*** Exercise input Section Begins ***

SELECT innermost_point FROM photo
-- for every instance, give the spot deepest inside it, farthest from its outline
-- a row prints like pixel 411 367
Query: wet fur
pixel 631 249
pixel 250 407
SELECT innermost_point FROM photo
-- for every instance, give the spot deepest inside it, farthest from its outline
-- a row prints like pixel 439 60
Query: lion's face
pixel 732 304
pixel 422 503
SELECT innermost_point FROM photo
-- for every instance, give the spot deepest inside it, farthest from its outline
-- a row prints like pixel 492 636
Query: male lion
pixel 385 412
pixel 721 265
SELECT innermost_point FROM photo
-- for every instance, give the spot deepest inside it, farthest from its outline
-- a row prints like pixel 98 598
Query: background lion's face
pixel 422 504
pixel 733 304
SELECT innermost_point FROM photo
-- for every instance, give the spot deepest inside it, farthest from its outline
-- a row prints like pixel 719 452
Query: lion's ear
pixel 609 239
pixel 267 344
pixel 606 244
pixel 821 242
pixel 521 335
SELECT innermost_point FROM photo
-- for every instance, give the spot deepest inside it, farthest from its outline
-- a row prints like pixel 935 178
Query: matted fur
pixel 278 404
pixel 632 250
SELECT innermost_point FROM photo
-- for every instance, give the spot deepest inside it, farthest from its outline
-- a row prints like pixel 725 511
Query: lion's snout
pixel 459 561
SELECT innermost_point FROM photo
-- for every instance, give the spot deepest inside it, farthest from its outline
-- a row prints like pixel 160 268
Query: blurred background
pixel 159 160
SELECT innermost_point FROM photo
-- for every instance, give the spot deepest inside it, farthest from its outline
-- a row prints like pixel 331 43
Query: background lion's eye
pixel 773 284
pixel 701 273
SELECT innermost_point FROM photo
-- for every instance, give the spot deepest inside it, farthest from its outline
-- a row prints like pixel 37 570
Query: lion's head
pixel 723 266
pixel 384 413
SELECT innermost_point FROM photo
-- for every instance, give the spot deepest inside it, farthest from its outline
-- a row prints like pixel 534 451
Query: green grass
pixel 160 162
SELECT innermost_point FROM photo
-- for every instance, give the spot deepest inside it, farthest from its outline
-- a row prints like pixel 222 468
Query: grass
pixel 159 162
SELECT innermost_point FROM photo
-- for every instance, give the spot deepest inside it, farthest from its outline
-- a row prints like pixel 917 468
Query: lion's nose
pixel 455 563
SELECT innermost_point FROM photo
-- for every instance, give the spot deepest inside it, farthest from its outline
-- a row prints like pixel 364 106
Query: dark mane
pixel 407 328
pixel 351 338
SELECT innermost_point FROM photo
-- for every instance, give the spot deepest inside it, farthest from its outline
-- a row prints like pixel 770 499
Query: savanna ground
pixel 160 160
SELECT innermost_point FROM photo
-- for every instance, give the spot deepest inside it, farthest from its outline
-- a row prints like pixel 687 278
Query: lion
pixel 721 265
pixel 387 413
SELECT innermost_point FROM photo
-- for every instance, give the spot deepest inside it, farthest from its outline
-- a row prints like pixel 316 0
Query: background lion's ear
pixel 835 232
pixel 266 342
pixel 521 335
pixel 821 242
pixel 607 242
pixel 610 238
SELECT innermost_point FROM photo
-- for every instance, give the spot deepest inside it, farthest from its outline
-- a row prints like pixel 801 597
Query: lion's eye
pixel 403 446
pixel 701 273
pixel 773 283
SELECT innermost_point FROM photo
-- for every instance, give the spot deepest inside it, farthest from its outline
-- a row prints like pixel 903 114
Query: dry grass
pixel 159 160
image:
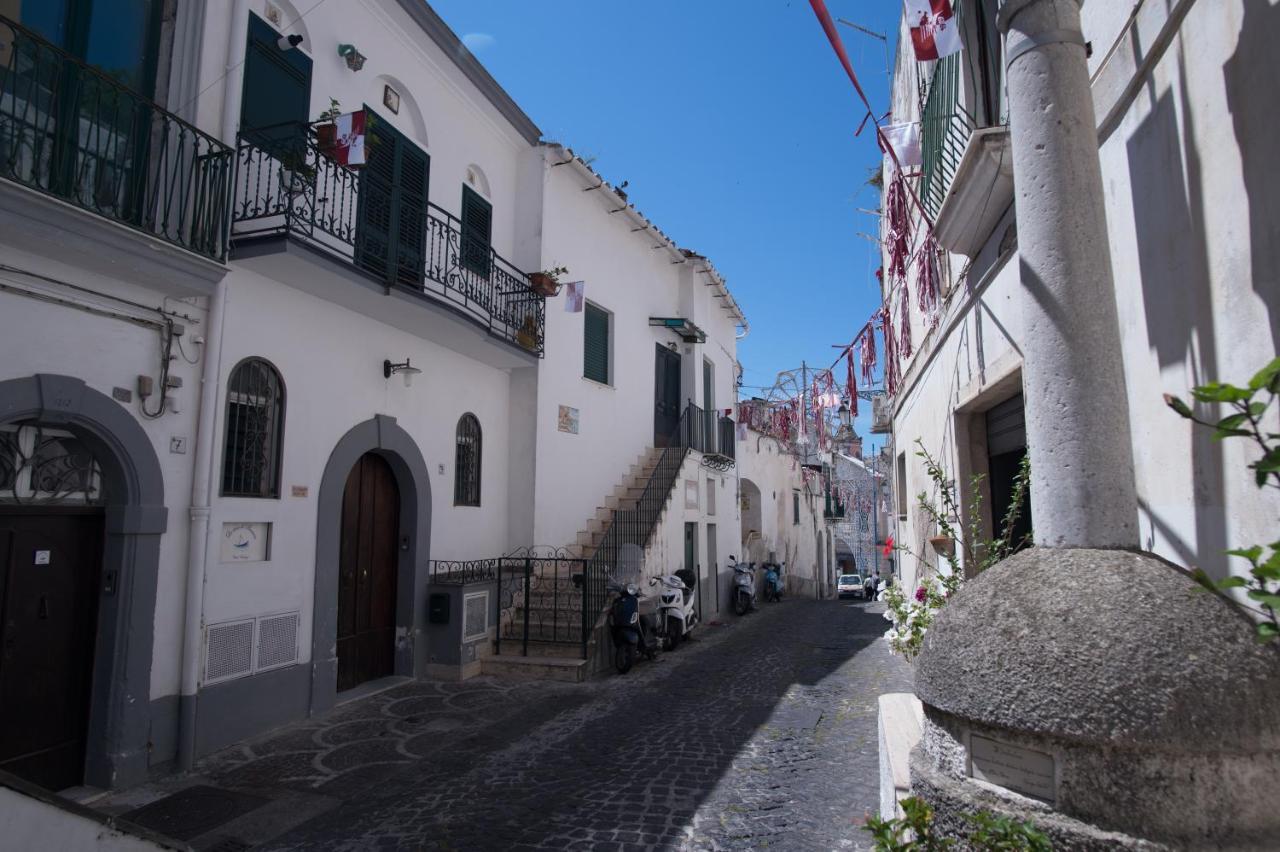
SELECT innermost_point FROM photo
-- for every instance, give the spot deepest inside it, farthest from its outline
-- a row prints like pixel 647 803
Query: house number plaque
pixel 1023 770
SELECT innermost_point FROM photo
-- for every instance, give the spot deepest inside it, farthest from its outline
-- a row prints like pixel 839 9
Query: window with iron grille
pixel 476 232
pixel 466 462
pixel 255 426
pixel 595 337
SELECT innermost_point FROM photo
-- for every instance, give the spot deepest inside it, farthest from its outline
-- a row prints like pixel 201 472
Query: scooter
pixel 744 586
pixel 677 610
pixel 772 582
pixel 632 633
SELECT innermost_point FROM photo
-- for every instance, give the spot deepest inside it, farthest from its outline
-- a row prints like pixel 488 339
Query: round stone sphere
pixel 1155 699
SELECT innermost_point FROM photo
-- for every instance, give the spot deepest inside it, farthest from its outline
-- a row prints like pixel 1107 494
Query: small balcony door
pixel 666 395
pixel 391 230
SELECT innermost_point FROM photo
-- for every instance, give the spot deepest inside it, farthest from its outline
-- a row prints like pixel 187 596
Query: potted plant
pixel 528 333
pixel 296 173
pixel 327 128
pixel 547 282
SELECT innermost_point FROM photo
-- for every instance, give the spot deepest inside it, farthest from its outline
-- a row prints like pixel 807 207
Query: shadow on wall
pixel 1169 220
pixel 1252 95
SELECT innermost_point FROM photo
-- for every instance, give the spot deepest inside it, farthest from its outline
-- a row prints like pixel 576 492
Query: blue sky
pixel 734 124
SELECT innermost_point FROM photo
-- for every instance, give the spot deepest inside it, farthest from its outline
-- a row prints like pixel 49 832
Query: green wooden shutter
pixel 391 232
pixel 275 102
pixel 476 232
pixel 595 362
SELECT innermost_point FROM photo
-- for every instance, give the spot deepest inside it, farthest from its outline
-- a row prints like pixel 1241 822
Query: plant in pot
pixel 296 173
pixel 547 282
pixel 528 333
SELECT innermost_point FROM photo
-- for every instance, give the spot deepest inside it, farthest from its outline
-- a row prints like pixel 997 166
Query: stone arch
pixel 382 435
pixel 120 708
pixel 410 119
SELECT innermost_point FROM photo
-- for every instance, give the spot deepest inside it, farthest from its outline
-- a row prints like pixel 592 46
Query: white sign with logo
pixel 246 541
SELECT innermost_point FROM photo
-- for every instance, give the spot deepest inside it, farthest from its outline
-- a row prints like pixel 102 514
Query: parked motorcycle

*** Exercise input Section Ends ***

=== Try it ===
Exactly as written, please copy out the whole set of records, skipping images.

=== Response area ===
SELECT innermost_point FROM photo
-- for every instance, give the spot deepest inside it, farthest from its outline
-- a row prints like pixel 411 367
Query: wet fur
pixel 631 249
pixel 250 407
SELECT innermost_point FROM photo
-- for every instance, give the spot deepest inside it, farthest from its outline
-- a row prints like pixel 439 60
Query: lion's face
pixel 732 304
pixel 422 503
SELECT innermost_point FROM photo
-- for every instance, give the spot deepest inside it, farthest from its outline
-- a row prints like pixel 492 636
Query: male lion
pixel 385 412
pixel 721 265
SELECT innermost_point FROM photo
-- for every instance, give the spot deepest inside it, farthest from its outline
-- a row prints like pixel 98 598
Query: background lion's face
pixel 422 504
pixel 733 304
SELECT innermost_point FROM photo
-- for every instance, give the spot deepest inside it, farthest from its outline
-- a row prints like pixel 719 452
Query: lion's ear
pixel 609 239
pixel 267 344
pixel 606 244
pixel 821 242
pixel 521 335
SELECT innermost_point FROM photo
-- for every instance, give the spot deepest inside it, farthest from its outline
-- a row prints like pixel 935 178
Query: matted fur
pixel 278 404
pixel 632 250
SELECT innermost_point FROM photo
-- for every instance, give the spot deepest inside it, farthest from its outline
-- a row prints like pixel 725 511
Query: lion's snout
pixel 459 561
SELECT innermost_point FROM photo
-- for every instance, give the spot deepest inside it, farthest from its outline
-- a row prints like pixel 160 268
Query: blurred background
pixel 159 160
SELECT innermost_point FROM photo
-- for every instance, give the spot deepest inside it, farthest from its outline
-- a row prints like pixel 331 43
Query: background lion's eye
pixel 773 284
pixel 701 273
SELECT innermost_point FROM photo
-- for every instance, give the spot deepest inside it, farthest from its outline
-- a row prints like pixel 37 570
Query: lion's head
pixel 723 266
pixel 384 413
SELECT innermost_point FROM photo
-- for every instance, give the spot deepest inside it, farthest from its outline
-- a row prints like pixel 534 451
Query: green grass
pixel 160 162
SELECT innermost_point FROM photo
-- for every instance, give the spot deepest inside it, farthest from its outline
-- a row prints like pixel 222 468
Query: grass
pixel 159 162
SELECT innermost_point FROM photo
-- for every instance, give the spot deepest inside it, farthest from its outline
-- a row prints like pixel 917 468
Query: lion's nose
pixel 455 563
SELECT innermost_point FROM photo
-- for every instance, give the spot deepest inside it, farthest from its outline
-- a row prints like pixel 364 106
Query: dark mane
pixel 407 328
pixel 351 338
SELECT innermost_point FROM photo
-- for every instance, give the spot deepest inside it, farthest from its outline
-- a row prints like pixel 770 499
Query: savanna ground
pixel 160 160
SELECT innermost_point FROM photo
-- for every instance, give the spot deepest inside it, farthest from its outline
-- a row prints like pixel 687 278
Query: lion
pixel 721 265
pixel 387 413
SELECT innermost_point FROM photo
-- for every instance, give the spot deepest inside it, farthest from its outline
-- a row prints like pixel 316 0
Query: background lion's ear
pixel 835 232
pixel 266 342
pixel 521 335
pixel 821 242
pixel 607 242
pixel 610 238
SELECT innermost_point FROM photo
-- for every instance, give the spot deepest inside it, farthest from its outline
-- a row prints like pixel 801 597
Query: lion's eye
pixel 403 446
pixel 701 273
pixel 773 283
SELECT innermost_point FROM photo
-- for every instance, give the spot deepest inside it, farthest from its outline
-- a row prints like pixel 903 114
Query: dry grass
pixel 159 160
image:
SELECT innermost_point FROM photo
-- for every instance, give the spot deepest inside it, farthest from its outline
-- a row prints like pixel 647 803
Query: house number plaque
pixel 1023 770
SELECT innermost_point FROM photo
-- for every instance, give the spot deepest inside it, farthest from its outline
-- a row prints like pixel 839 9
Query: window with iron grille
pixel 476 232
pixel 466 462
pixel 255 426
pixel 595 337
SELECT innermost_point FROM photo
-- for every instance, give the spot deepest inside it, farthest from its outline
-- a row prints like pixel 201 472
Query: scooter
pixel 744 586
pixel 677 610
pixel 772 582
pixel 632 633
SELECT innermost_point FROM photo
-- for every instance, give the spot deepest inside it, farthest from its outline
-- a row prints like pixel 488 339
Query: round stone sphere
pixel 1155 699
SELECT innermost_point FROM photo
-- for every instance, give the spot deepest inside it, farthest from its outline
-- a row prints like pixel 1107 494
Query: small balcony door
pixel 666 395
pixel 391 230
SELECT innermost_point FROM photo
-- for every instance, give the spot deepest inside it, farthest from its outline
-- a row prints like pixel 187 596
Query: potted plant
pixel 528 333
pixel 296 173
pixel 327 128
pixel 547 282
SELECT innermost_point FROM photo
-- for every instance, give the spot deepest inside it, farthest from its outline
-- a row prints like pixel 807 207
Query: shadow on wall
pixel 1169 220
pixel 1252 95
SELECT innermost_point FROM photo
-- for every instance, give the spot deepest inside it, farthest from its outline
-- a row prints like pixel 576 492
Query: blue sky
pixel 734 124
SELECT innermost_point FROM photo
-- for every instance, give the spot deepest inside it, farthest from its outline
-- a row prints like pixel 49 832
Query: green wooden shutter
pixel 391 232
pixel 275 102
pixel 476 232
pixel 595 362
SELECT innermost_point FROM photo
-- for every instance, give the spot deepest inside it, farthest from its outline
-- a row prints like pixel 1241 822
Query: plant in pot
pixel 296 173
pixel 547 282
pixel 528 333
SELECT innermost_point FROM photo
-- for every instance, give the spot deepest inside it, farthest from its outline
-- a row prints like pixel 997 166
Query: stone arch
pixel 382 435
pixel 120 708
pixel 410 119
SELECT innermost_point FROM photo
-- for every instance, give the spot deepest inside it, farthest from its outline
-- a row prints like pixel 592 46
Query: white sign with logo
pixel 246 541
SELECT innermost_point FROM photo
-- for every instance, give the spot deepest inside it, farthest from its outline
-- a row prints like pixel 102 514
Query: parked motorcycle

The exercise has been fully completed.